- Exercise objective: Identify each line below that contains the word "mask", and copy it out.

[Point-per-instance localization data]
'''

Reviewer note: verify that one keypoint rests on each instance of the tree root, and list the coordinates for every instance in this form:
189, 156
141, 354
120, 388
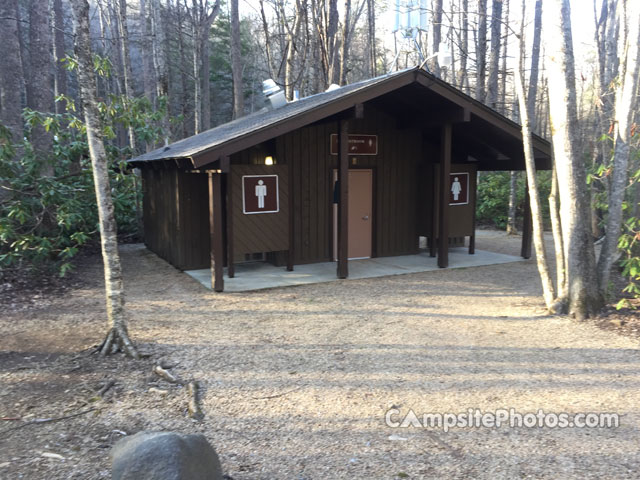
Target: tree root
118, 340
559, 306
194, 407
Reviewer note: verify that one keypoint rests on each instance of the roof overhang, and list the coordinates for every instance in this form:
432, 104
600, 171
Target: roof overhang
489, 135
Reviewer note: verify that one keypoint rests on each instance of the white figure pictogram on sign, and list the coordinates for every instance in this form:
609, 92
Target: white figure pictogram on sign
456, 188
261, 192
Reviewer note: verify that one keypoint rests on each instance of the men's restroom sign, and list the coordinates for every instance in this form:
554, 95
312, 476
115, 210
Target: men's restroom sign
260, 194
459, 188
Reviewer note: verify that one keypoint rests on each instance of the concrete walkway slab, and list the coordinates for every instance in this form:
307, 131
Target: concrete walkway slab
260, 275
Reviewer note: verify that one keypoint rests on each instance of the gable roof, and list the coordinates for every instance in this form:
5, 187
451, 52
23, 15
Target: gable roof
234, 136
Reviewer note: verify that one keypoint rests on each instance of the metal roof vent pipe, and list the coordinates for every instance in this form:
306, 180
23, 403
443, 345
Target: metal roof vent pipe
274, 94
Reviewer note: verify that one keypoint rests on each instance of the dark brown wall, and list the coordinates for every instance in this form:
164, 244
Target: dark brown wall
461, 217
266, 232
394, 185
176, 222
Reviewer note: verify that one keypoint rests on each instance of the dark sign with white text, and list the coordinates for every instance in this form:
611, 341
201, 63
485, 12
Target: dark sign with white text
358, 144
260, 194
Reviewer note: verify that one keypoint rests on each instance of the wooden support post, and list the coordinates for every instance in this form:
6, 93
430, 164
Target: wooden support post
433, 248
215, 231
527, 227
472, 200
291, 252
231, 270
445, 170
343, 206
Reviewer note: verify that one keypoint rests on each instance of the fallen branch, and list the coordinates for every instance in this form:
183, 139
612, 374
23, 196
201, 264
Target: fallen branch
106, 387
165, 374
194, 407
38, 421
278, 394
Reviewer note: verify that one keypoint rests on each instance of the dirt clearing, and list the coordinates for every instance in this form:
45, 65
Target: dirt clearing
296, 381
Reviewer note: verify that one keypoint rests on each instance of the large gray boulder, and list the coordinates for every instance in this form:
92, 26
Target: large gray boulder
165, 456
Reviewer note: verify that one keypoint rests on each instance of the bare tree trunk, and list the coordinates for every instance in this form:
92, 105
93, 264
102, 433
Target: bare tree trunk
536, 211
512, 229
371, 24
40, 85
463, 78
344, 46
584, 297
558, 243
535, 65
148, 45
481, 50
123, 30
60, 79
117, 337
11, 77
290, 49
623, 113
504, 72
183, 74
437, 35
236, 62
494, 58
202, 18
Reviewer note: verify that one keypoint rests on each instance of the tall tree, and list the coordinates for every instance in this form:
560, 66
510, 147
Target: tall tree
371, 40
491, 98
437, 35
40, 84
123, 41
236, 61
626, 91
536, 210
481, 50
11, 77
60, 79
147, 42
117, 337
463, 79
202, 16
584, 298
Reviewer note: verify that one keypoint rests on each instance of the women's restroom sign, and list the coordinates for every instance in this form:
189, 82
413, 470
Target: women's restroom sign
459, 188
260, 194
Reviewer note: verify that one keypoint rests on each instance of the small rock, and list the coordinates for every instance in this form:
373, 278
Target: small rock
164, 456
52, 455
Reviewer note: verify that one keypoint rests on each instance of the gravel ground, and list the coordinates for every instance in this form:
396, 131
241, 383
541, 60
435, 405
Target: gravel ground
296, 381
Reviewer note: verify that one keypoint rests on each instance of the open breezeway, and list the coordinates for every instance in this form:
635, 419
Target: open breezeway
296, 381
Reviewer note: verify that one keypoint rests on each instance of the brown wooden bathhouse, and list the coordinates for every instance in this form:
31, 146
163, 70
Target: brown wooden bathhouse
359, 171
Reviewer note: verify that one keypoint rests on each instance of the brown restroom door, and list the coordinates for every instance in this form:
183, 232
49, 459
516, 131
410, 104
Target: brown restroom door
360, 212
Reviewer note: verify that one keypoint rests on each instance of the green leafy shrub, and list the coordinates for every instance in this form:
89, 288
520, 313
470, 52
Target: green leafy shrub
493, 198
45, 220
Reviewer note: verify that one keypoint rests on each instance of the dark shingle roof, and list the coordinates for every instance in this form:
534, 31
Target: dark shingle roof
249, 124
252, 129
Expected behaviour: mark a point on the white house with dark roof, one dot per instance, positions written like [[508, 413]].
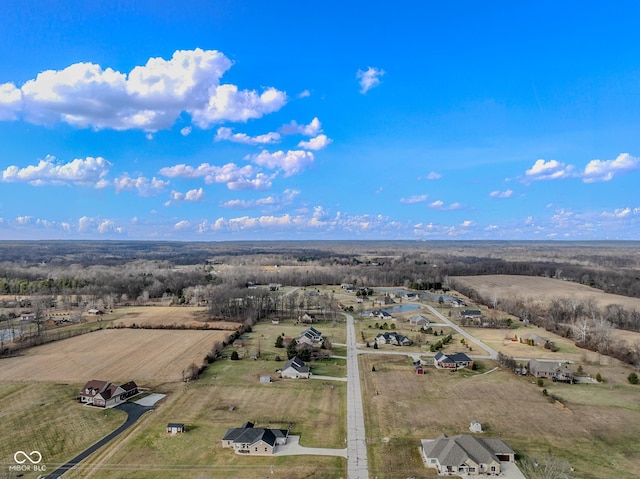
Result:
[[419, 320], [255, 441], [393, 338], [295, 369], [106, 394], [452, 361], [550, 370], [310, 336], [466, 455]]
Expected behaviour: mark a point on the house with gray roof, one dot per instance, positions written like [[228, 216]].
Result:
[[310, 336], [393, 338], [452, 361], [106, 394], [419, 320], [551, 370], [255, 441], [466, 455], [295, 369]]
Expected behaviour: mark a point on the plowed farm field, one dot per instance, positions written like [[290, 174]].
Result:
[[542, 289], [169, 317], [143, 355]]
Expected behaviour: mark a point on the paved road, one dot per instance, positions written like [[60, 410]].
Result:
[[134, 412], [357, 463]]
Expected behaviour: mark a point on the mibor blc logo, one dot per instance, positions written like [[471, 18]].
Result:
[[27, 461]]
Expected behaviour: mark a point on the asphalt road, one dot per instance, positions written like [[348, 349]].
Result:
[[357, 462], [134, 412]]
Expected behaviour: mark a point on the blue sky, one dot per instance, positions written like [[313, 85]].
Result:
[[237, 120]]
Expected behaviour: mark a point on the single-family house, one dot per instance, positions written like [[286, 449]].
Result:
[[295, 369], [253, 440], [457, 303], [107, 394], [310, 336], [419, 320], [471, 314], [392, 338], [175, 428], [466, 455], [550, 370], [452, 361], [308, 318], [534, 339]]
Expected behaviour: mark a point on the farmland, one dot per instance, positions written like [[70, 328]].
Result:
[[168, 318], [594, 427], [542, 289], [43, 417], [228, 394], [148, 356]]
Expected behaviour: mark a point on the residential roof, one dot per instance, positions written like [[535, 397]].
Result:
[[451, 358], [456, 450], [297, 364], [247, 434], [417, 318]]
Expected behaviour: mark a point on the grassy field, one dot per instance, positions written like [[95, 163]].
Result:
[[595, 427], [147, 356], [542, 289], [228, 394], [44, 417]]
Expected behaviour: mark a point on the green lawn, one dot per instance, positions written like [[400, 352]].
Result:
[[45, 417]]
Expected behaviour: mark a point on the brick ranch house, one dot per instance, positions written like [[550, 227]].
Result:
[[254, 441], [466, 455], [106, 394], [452, 361]]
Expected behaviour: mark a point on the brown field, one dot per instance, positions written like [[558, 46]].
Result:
[[542, 289], [168, 317], [595, 428], [144, 355], [44, 417], [227, 395]]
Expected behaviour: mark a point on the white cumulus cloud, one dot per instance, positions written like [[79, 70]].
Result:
[[180, 225], [85, 171], [369, 78], [317, 143], [291, 162], [548, 170], [150, 97], [293, 128], [225, 133], [604, 170], [501, 194], [234, 176], [144, 186], [412, 200]]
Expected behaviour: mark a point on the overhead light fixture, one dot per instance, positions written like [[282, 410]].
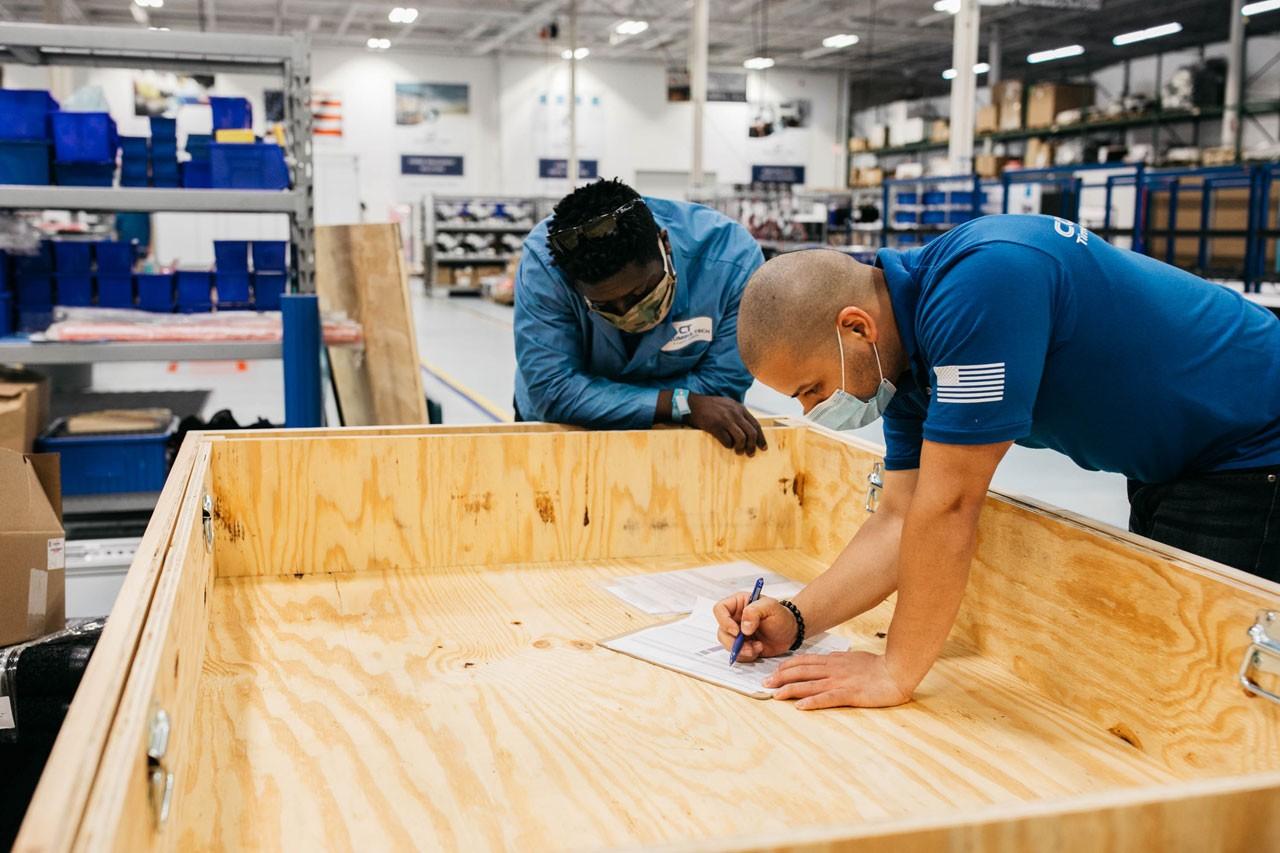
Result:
[[981, 68], [631, 27], [1143, 35], [1057, 53], [1258, 8], [840, 40]]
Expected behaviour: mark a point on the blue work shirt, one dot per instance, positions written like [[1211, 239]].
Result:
[[1034, 329], [572, 365]]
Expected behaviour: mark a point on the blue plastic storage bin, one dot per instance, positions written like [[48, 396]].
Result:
[[164, 128], [83, 137], [26, 113], [232, 290], [114, 290], [195, 291], [270, 255], [155, 291], [231, 113], [257, 165], [109, 464], [73, 256], [74, 290], [23, 162], [268, 288], [114, 256]]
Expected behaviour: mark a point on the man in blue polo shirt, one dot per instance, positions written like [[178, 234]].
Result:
[[1008, 329], [626, 311]]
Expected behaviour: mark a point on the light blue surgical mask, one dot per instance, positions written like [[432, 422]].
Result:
[[842, 410]]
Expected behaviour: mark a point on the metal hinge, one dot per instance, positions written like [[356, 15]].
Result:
[[1264, 653], [874, 483]]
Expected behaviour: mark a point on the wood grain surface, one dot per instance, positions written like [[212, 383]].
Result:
[[470, 708]]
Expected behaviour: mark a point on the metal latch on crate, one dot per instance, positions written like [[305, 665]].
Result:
[[1264, 653], [874, 483]]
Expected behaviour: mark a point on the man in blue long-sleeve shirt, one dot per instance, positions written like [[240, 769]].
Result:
[[626, 316]]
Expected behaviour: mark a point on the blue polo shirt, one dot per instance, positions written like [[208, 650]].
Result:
[[1036, 331]]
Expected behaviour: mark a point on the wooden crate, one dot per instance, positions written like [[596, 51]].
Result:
[[388, 642]]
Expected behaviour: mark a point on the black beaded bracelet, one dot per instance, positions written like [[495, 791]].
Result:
[[795, 611]]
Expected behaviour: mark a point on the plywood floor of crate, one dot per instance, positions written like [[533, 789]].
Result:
[[474, 710]]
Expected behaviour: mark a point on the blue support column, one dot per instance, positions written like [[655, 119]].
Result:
[[302, 389]]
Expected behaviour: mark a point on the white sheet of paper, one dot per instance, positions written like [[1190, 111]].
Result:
[[675, 592], [689, 646]]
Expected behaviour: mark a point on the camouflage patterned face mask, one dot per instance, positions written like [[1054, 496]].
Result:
[[653, 306]]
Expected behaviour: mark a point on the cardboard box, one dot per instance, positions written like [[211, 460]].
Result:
[[1046, 100], [23, 409], [988, 119], [32, 547]]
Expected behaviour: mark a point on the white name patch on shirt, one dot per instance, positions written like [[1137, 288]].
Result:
[[968, 383], [691, 331]]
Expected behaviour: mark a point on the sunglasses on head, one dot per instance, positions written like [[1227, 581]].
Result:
[[602, 226]]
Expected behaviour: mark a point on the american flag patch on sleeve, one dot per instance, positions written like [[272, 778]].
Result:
[[970, 382]]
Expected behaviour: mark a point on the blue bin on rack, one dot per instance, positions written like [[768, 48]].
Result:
[[114, 256], [73, 256], [268, 288], [24, 162], [74, 290], [231, 113], [83, 137], [195, 291], [155, 292], [270, 255], [109, 464], [26, 113], [115, 290], [232, 290], [251, 165]]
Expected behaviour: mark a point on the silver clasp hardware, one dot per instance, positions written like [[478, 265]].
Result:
[[1262, 655], [874, 483]]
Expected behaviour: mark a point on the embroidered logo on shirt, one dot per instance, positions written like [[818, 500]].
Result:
[[695, 328], [970, 382]]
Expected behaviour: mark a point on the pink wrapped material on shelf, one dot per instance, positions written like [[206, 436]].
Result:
[[91, 325]]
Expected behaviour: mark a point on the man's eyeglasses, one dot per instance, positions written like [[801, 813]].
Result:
[[567, 240]]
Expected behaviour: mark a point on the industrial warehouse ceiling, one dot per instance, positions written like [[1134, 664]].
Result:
[[901, 49]]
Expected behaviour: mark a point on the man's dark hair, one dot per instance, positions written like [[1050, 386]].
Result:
[[594, 260]]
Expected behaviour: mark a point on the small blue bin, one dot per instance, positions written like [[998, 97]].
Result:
[[74, 290], [232, 290], [268, 288], [270, 255], [114, 256], [195, 291], [257, 165], [26, 113], [231, 255], [24, 162], [232, 113], [163, 128], [83, 137], [73, 256], [114, 290], [155, 292], [109, 464]]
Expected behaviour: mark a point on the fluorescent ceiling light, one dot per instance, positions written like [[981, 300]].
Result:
[[1143, 35], [1258, 8], [1057, 53], [840, 40]]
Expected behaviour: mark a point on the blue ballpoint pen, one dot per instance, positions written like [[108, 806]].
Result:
[[741, 637]]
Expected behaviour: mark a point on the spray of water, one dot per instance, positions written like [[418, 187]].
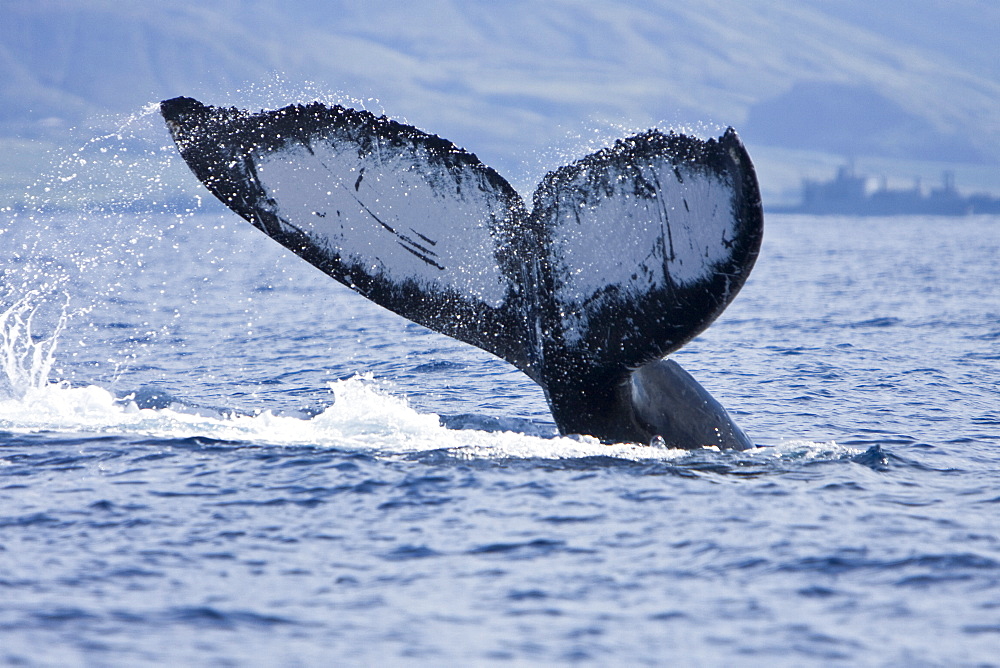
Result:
[[26, 359]]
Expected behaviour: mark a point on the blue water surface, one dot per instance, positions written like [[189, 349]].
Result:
[[212, 483]]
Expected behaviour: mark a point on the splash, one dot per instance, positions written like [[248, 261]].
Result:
[[26, 359]]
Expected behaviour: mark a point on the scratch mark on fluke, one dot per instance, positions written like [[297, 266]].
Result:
[[626, 254]]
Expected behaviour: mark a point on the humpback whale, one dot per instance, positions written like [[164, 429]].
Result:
[[626, 254]]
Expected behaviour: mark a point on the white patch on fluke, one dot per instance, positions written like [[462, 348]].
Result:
[[393, 213], [635, 233]]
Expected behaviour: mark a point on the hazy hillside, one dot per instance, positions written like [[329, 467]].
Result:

'''

- Answer to the exercise:
Expected behaviour: mark a point on the light blue surgical mask, one dot per instance, positions written like [[432, 422]].
Expected behaviour: mark a point on the camouflage patterned face mask, one dot per instance, positions written like [[1054, 496]].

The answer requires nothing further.